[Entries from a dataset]
================

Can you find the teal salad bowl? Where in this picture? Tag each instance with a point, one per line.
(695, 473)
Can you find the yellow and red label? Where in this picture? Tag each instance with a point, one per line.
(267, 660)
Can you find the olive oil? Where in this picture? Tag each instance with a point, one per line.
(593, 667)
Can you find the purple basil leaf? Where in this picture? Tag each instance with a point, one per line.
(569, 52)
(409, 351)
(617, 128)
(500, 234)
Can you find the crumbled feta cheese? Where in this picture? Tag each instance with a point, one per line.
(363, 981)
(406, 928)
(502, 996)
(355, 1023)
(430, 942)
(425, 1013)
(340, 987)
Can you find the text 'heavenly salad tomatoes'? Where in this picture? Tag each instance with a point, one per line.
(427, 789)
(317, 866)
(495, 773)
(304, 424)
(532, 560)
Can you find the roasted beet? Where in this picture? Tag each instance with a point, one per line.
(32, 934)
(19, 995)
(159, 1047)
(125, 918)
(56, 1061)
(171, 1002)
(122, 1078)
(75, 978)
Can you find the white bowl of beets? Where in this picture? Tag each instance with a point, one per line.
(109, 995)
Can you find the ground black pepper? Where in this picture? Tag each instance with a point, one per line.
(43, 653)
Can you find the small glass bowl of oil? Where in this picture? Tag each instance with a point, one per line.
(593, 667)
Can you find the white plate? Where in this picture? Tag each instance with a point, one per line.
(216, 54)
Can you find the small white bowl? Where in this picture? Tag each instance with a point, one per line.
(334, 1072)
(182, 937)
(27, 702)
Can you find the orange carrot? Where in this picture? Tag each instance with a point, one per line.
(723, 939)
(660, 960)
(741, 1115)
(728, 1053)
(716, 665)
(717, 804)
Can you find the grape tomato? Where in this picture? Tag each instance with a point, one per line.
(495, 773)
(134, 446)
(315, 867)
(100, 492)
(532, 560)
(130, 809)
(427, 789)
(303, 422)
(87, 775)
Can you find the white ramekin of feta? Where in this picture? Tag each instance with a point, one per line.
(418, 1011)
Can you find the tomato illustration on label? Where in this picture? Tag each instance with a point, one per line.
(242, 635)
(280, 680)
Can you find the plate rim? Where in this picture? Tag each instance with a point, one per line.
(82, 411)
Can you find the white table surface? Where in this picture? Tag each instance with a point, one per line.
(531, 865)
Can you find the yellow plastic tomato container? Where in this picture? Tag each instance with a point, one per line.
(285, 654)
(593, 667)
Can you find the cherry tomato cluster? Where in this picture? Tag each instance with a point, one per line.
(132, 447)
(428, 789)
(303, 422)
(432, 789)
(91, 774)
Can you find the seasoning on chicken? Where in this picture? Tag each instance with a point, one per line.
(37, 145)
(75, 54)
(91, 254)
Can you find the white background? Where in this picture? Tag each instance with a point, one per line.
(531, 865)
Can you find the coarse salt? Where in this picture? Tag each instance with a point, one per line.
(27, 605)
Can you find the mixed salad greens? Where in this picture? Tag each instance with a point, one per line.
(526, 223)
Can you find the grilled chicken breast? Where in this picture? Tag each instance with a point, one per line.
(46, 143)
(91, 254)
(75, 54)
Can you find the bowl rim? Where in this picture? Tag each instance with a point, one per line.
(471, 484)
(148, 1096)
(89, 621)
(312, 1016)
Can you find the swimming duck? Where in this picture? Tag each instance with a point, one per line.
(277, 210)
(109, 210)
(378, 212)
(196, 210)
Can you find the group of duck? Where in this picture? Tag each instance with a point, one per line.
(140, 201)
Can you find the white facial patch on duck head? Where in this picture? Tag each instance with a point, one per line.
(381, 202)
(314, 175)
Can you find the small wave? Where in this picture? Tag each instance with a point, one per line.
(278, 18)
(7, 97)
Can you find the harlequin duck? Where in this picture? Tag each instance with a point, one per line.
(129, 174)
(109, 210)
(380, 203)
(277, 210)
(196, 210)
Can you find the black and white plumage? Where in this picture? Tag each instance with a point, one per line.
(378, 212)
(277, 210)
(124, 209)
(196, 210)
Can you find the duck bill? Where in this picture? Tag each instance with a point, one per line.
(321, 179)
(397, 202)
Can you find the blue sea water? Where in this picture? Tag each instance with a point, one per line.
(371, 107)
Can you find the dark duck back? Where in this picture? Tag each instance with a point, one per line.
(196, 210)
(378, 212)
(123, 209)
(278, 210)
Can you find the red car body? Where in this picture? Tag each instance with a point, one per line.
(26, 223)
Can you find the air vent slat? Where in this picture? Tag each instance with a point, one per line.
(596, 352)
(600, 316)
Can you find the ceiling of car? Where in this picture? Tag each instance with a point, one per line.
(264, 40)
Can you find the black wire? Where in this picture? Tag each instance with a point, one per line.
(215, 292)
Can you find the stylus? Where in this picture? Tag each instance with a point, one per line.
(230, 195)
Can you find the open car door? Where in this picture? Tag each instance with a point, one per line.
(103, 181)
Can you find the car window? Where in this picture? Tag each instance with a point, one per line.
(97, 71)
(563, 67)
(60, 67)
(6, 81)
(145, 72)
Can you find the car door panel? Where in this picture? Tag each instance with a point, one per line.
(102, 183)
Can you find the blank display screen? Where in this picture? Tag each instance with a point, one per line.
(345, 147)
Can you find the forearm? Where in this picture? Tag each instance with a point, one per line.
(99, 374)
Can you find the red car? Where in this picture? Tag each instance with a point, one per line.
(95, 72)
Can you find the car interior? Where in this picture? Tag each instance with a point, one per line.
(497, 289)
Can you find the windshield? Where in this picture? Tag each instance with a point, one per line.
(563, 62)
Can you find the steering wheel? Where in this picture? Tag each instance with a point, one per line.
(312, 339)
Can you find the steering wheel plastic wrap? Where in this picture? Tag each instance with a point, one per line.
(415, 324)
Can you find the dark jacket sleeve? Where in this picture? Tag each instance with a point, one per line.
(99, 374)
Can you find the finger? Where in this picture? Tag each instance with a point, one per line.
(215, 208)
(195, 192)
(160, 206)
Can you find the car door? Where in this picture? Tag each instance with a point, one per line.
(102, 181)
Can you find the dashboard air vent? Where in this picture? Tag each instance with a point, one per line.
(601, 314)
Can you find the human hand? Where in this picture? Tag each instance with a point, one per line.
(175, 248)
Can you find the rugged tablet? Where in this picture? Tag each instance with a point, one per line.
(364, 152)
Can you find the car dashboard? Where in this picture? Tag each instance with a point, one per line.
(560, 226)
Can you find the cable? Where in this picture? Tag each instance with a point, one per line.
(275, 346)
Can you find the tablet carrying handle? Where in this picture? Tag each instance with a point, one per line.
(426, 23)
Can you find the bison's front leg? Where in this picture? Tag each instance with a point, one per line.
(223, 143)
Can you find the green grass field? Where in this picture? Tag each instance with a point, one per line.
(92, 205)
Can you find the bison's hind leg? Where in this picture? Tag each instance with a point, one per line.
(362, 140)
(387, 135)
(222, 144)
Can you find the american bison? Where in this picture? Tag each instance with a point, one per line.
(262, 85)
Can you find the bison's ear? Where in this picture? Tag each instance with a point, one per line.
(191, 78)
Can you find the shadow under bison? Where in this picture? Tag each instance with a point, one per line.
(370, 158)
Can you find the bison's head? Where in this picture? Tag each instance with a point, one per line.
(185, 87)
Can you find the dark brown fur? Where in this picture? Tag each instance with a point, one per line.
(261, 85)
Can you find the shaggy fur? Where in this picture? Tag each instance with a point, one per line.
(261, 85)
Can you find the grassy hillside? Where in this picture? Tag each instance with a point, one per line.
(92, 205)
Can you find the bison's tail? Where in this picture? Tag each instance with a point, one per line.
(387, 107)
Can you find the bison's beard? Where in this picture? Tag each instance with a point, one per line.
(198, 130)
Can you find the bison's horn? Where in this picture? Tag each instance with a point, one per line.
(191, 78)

================

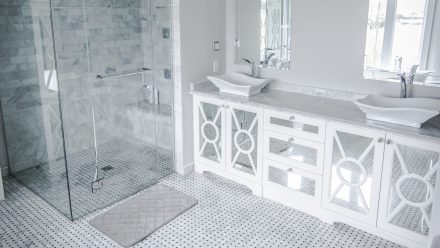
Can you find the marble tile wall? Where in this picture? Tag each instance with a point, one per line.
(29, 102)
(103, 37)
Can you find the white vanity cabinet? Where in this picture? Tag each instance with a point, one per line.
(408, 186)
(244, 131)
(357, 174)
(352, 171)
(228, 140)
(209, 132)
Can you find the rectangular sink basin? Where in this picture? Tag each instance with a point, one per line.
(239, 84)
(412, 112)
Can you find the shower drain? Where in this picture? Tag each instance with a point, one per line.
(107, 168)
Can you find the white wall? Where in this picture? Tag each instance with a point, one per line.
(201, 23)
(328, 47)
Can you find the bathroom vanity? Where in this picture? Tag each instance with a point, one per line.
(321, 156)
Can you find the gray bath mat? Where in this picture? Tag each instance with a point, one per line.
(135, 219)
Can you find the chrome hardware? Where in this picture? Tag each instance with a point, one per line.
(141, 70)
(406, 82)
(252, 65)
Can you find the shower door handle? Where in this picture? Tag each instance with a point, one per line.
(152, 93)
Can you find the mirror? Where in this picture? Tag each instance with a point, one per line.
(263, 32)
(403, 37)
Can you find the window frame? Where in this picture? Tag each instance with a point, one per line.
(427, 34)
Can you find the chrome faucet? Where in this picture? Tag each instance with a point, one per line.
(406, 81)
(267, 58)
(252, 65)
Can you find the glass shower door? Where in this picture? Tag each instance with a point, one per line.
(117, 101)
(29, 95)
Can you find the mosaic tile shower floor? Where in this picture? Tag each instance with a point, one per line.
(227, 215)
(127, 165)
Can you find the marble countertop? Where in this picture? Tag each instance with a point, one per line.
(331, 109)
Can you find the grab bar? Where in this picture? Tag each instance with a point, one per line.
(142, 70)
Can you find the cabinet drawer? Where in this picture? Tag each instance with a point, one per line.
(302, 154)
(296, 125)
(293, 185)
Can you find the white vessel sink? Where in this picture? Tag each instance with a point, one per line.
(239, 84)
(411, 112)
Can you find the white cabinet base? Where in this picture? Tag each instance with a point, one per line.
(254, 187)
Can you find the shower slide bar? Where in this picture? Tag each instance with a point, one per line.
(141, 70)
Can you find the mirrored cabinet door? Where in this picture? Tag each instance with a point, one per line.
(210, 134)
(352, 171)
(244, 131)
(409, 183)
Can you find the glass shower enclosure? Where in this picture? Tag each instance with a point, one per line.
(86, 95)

================

● Given exercise: Identify every line above that contains the string "tile" and copy each of those lines.

● Worked answer:
Can you find the marble tile wall? Where in this picture? Tag each instance with a point, one per line.
Can you find the mosaic tile shower floor? Where in this picture? Tag each instance with a point, one per line.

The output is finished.